- PASSAGE SHOWN
Replies from: jeremy-gillen
comment by Jeremy Gillen (jeremy-gillen) · 2023-06-29T06:19:40.205Z · LW(p) · GW(p)

I'm not sure how to implement the rule "don't pay people to kill people". Say we implement it as a utility function over world-trajectories, and any trajectory that involves any causally downstream of your actions killing gets MIN_UTILITY. This makes probabilistic tradeoffs so it's probably not what we want. If we use negative infinity, but then it can't ever take actions in a large or uncertain world. We need to add the patch that the agent must have been aware at the time of taking its actions that the actions had  chance of causing murder. I think these are vulnerable to blackmail because you could threaten to cause murders that are causally-downstream-from-its-actions.

Maybe I'm confused and you mean "actions that pattern match to actually paying money directly for murder", in which case it will just use a longer causal chain, or opaque companies that may-or-may-not-cause-murders will appear and trade with it.

If the ultimate patch is "don't take any action that allows unprincipled agents to exploit you for having your principles", then maybe there isn't any edge cases. I'm confused about how to define "exploit" though.

Replies from: daniel-kokotajlo
comment by Daniel Kokotajlo (daniel-kokotajlo) · 2023-06-29T16:15:04.276Z · LW(p) · GW(p)

Yeah, I'm thinking something like that ultimate patch would be good. For now, we could implement it with a simple classifier. Somewhere in my brain there is a subcircuit that hooks up to whatever I'm thinking about and classifies it as exploitation or non-exploitation; I just need to have a larger subcircuit that reviews actions I'm considering taking, and thinks about whether or not they are exploitation, and then only does them if they are unlikely to constitute exploitation.

A superintelligence with a deep understanding of how my brain works, or a human-level intelligence with access to an upload of my brain, would probably be able to find adversarial examples to my classifier, things that I'd genuinely think are non-exploitative but which by some 'better' definition of exploitation would still count as exploitative.

But maybe that's not a problem in practice, because yeah, I'm vulnerable to being hacked by a superintelligence, sue me. So are we all. Ditto for adversarial examples.

And this is just the first obvious implemention idea that comes to mind, I think there are probably better ones I could think of if I spent an hour on it.

comment by MichaelStJules · 2023-06-29T00:41:26.681Z · LW(p) · GW(p)

There's also a similar interesting argument here, but I don't think you get a money pump out of it either: https://rychappell.substack.com/p/a-new-paradox-of-deontology

comment by TAG · 2023-06-29T17:49:56.612Z · LW(p) · GW(p)

- DATA RECORDS
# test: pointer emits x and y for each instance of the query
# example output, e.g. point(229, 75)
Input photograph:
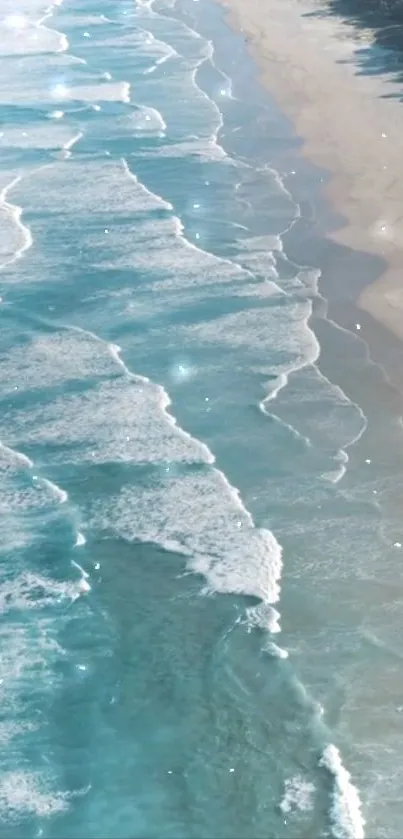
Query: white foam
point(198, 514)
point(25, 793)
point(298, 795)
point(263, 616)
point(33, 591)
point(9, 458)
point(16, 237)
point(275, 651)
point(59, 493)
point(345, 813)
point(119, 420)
* * *
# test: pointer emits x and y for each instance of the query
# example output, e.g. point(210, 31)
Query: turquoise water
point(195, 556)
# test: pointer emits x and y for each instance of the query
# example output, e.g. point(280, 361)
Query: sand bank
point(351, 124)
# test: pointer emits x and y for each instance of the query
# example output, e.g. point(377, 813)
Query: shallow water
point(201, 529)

- ACTION ITEM
In the comment thread above, what does Daniel Kokotajlo propose using to implement the "ultimate patch" for now?

- OUTPUT OF THE EXERCISE
A simple classifier.